• [What the exercise asks]
Rewrite the lines below, replacing "pruned stem" with "cut branch" and leaving everything else as it is.

• [Data records]
*****

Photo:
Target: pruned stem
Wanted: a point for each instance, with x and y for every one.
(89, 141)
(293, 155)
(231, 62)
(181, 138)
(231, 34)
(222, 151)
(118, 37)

*****

• [Result below]
Photo:
Target: cut branch
Wanted: a point for each instance, with x and y for every one.
(89, 141)
(293, 155)
(231, 62)
(181, 138)
(231, 34)
(222, 151)
(118, 37)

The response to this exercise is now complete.